WHAT THE EXERCISE ASKS
Count the lines in the records below that contain the string "cloud", and give only that number.
○ ○ ○ ○ ○
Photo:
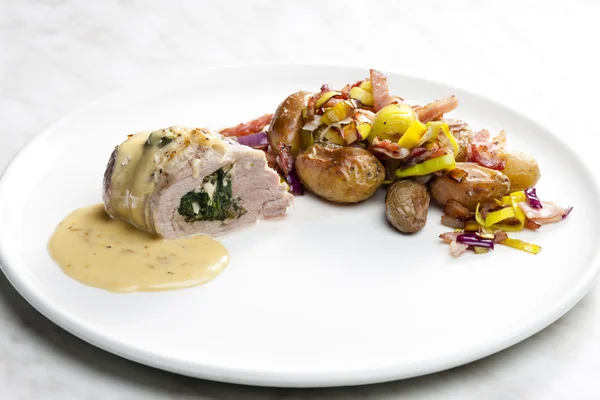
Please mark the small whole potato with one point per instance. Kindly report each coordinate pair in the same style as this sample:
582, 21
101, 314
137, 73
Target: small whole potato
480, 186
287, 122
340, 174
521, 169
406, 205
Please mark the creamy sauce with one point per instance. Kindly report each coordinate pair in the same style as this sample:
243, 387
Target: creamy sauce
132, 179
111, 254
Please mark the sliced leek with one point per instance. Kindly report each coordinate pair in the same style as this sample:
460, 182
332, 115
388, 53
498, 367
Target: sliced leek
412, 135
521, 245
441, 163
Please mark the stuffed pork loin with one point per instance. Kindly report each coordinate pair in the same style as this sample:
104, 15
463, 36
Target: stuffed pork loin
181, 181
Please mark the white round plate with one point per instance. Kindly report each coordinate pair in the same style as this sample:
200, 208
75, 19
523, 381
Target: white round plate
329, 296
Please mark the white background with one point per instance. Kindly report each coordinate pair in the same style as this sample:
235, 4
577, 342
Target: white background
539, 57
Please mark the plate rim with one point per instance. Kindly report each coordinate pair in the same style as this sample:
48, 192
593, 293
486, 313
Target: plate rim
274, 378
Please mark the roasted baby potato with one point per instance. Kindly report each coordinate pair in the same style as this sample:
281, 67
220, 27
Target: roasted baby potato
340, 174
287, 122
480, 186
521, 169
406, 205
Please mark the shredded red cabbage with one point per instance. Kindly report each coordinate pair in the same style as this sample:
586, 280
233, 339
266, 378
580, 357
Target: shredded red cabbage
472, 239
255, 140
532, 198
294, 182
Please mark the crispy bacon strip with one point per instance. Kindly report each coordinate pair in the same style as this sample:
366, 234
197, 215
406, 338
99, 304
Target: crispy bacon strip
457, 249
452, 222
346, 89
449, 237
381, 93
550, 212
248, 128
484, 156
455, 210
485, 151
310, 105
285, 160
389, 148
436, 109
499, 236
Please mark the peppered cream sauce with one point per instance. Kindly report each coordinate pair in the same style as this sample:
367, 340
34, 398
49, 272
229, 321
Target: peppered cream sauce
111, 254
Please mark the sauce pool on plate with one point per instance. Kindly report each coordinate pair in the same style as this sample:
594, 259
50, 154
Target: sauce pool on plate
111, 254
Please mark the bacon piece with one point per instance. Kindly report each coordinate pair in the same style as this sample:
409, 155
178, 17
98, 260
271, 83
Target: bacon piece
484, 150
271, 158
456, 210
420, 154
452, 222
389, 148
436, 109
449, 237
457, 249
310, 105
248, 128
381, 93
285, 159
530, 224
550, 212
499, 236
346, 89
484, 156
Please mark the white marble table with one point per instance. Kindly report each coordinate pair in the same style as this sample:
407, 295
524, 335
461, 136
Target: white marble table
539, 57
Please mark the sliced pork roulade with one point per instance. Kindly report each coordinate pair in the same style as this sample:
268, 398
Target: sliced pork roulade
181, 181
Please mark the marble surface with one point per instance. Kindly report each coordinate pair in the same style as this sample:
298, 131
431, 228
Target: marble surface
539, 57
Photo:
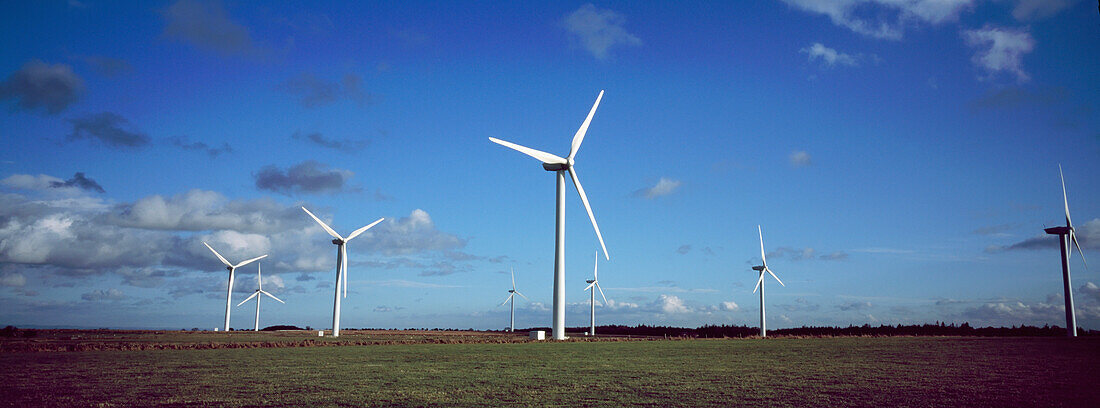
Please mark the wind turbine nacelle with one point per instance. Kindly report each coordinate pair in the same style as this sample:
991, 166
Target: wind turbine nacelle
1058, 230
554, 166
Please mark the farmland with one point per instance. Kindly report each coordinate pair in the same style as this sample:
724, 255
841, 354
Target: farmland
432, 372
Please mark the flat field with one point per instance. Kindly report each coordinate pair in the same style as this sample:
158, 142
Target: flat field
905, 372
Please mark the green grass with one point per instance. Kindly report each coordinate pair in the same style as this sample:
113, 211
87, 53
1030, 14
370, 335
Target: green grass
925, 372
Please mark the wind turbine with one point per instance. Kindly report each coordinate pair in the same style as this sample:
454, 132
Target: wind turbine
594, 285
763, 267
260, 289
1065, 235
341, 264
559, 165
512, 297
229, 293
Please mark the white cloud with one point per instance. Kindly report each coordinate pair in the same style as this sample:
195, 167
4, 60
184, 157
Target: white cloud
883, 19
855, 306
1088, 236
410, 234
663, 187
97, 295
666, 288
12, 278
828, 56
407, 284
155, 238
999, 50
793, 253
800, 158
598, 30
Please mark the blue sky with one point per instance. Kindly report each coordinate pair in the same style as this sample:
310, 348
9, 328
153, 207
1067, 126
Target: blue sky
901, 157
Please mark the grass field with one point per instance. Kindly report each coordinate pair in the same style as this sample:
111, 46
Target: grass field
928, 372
○ ○ ○ ○ ○
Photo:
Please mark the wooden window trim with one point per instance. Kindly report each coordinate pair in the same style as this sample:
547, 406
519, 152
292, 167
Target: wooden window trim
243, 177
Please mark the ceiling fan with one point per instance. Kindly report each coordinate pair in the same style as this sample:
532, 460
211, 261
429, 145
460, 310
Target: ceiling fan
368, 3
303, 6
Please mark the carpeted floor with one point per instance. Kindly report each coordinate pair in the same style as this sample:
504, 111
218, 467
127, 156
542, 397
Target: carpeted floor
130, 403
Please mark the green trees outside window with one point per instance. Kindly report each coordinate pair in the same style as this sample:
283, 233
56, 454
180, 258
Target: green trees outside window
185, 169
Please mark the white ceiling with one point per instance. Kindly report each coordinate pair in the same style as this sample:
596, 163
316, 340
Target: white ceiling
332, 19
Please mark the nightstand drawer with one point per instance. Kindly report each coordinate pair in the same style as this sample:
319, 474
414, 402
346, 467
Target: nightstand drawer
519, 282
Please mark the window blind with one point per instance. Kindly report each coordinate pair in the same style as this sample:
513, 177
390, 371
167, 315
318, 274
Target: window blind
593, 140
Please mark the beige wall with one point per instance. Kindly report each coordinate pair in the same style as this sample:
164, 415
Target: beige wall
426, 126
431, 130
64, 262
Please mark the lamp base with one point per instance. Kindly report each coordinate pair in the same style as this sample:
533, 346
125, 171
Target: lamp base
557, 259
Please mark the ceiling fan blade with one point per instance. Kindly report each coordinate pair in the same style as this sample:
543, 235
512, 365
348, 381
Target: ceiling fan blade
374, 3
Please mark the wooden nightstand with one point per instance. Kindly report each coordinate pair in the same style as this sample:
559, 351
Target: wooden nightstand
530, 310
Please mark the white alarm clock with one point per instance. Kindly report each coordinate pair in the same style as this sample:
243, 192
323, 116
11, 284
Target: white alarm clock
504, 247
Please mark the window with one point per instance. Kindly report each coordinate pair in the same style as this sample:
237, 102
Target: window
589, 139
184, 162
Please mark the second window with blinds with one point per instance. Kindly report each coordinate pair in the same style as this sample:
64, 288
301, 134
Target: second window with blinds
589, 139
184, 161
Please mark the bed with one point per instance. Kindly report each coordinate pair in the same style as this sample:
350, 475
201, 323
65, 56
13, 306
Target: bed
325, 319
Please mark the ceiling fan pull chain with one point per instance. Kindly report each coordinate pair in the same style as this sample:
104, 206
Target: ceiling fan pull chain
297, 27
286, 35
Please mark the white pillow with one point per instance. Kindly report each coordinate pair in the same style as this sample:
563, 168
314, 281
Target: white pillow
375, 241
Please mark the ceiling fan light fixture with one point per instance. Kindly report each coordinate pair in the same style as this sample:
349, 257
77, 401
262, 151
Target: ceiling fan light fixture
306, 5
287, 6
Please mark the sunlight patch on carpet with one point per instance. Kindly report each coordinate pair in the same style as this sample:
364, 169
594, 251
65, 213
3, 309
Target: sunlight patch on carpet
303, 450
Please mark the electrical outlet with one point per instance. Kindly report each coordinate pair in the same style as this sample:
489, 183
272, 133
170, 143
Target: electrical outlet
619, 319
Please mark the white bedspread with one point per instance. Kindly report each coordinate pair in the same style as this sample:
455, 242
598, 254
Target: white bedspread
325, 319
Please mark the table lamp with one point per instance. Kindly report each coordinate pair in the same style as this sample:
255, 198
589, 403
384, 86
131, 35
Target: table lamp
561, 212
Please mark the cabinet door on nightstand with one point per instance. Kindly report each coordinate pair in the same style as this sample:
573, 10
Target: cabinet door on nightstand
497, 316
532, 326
○ ○ ○ ○ ○
TASK RESPONSE
2